*** Page text Section Begins ***

This is where I think Blizzard and Wow initially had it right with Evocation.  It was acknowledging an important truth, that Thinking IS doing something, and when done intentionally it occupies time and has benefits.  Sure you weren't able to do other things while casting Evocation, but isn't that the point?  In the real world, when you want to think deeply and seriously about something, you really do need to be intentional about it, and make a space in your day to do it.  Rune of power definitely embraces the multitasking model, which encourages you to set up a rune and then go about your other business while keeping half an eye on it to know when to refresh.  Multitasking is not inherently a bad thing, but there are times and places that intentional thinking may be more appropriate and less anxiety-provoking.

*** Page text Section Ends ***
*** Study material Section Begins ***

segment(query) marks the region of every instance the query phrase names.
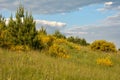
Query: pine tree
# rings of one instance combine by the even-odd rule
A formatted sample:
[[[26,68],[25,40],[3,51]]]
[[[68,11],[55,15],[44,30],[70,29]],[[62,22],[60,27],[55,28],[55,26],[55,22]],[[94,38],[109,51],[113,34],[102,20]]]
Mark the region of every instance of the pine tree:
[[[37,34],[35,21],[32,14],[24,13],[24,7],[19,6],[15,20],[12,16],[8,23],[10,40],[14,45],[28,45],[33,47],[34,38]]]

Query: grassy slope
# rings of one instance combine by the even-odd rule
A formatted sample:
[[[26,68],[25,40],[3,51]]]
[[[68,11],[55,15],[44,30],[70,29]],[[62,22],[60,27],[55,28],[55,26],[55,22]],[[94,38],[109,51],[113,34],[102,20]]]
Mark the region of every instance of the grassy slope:
[[[113,66],[96,64],[107,56],[83,47],[70,50],[71,58],[53,58],[44,52],[12,52],[0,49],[0,80],[119,80],[120,55],[110,54]]]

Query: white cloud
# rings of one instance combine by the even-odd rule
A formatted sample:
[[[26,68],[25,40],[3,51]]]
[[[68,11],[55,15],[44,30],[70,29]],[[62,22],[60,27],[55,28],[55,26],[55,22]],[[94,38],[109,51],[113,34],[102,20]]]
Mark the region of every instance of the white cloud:
[[[120,1],[116,0],[116,1],[110,1],[110,2],[105,2],[104,3],[104,7],[97,9],[98,11],[107,11],[107,10],[120,10]]]
[[[105,6],[110,6],[112,4],[113,4],[113,2],[105,2]]]
[[[35,20],[37,24],[40,24],[42,26],[49,26],[49,27],[65,27],[66,23],[62,22],[56,22],[56,21],[47,21],[47,20]]]
[[[85,38],[89,42],[98,39],[108,40],[114,42],[117,47],[120,48],[120,13],[107,17],[99,22],[99,24],[72,27],[67,29],[64,33],[67,36]]]
[[[79,10],[84,6],[105,2],[106,5],[112,5],[112,7],[120,5],[119,0],[22,0],[21,2],[28,10],[40,14],[65,13]],[[15,11],[18,4],[19,0],[0,0],[1,10]]]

*** Study material Section Ends ***

#### [Task brief]
Write what comes next in the passage on Evocation, Rune of Power, and intentional thinking, starting after its final sentence.

#### [Result for this exercise]
Part of helping patients learn to manage worrying is often to help them set up a specific time for worrying about things.  This "worry time" can be a placeholder in the day or week which the patient uses when an intrusive worry enters into their thinking: They can dismiss it by deciding to put that on the agenda for the scheduled worry time.  This is a way of training your mind to be intentional about what you choose to think about and when.  But implicit in this is the idea that training your mind to think about things intentionally is a learned skill.

You can apply this to many different aspects of your life and work.  If you are growing your private practice, when was the last time you set aside an hour to think deeply about your business plan or clinical focus.  I'm not talking about daydreaming here, I'm talking about sustained intentional thought.  Clinically, do you set aside supervision time to think deeply about patients?  As students do you take 15 minutes after each article to think specifically about the reading?  As parents, when was the last time you said to your co-parent, let's make a time to think together about how our child is doing in life at home and school.  Classroom teachers, when was the last time you asked students to take 5 minutes and think quietly about the classroom topic?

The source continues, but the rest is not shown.